• **WHAT IS NEEDED**: Return the entries below verbatim. Pictures stay out.

• **PROVIDED MATERIAL**:
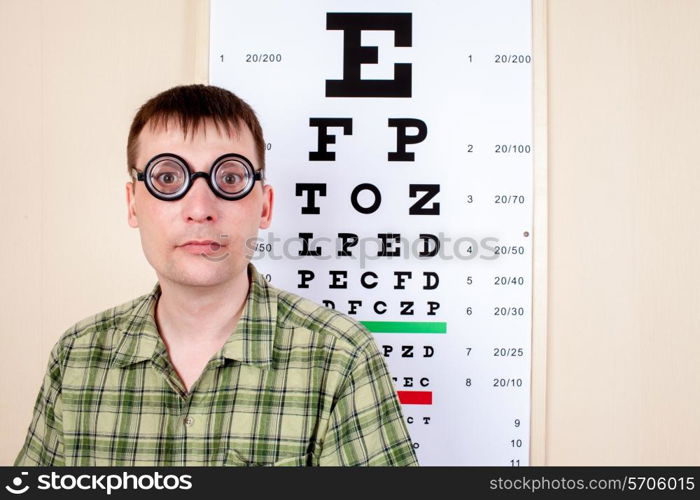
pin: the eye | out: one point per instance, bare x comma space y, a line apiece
167, 178
232, 178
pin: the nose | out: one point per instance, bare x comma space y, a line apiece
200, 203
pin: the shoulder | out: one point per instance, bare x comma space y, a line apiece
102, 330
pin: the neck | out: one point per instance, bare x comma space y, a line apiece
195, 314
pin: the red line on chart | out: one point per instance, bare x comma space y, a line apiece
415, 397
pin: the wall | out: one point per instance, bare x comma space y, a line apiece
623, 108
624, 113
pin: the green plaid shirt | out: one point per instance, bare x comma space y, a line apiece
295, 384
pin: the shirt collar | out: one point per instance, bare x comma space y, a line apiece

• **EXERCISE RESULT**:
pin: the eye | out: one point per instance, bare x comma space y, a line apiece
167, 178
232, 178
pin: the nose | out: one point per instance, bare x comma space y, a line apiece
200, 203
pin: the shoulder | out: one point per instance, bare x comma space y, a line apiece
102, 330
pin: the neck | out: one point per instance, bare x comma space y, a line apiece
195, 314
pin: the red line on chart | out: one point per instance, bare x comma space y, a line apiece
415, 397
pin: the wall | out: one point per instance, bare x comma space y, a line apiece
623, 108
624, 113
pin: the green plaid shirt | out: one point per instance, bare x comma space y, a line apiece
295, 384
pin: the shirt collar | out: one point per instance, bare x comma space y, a line apiece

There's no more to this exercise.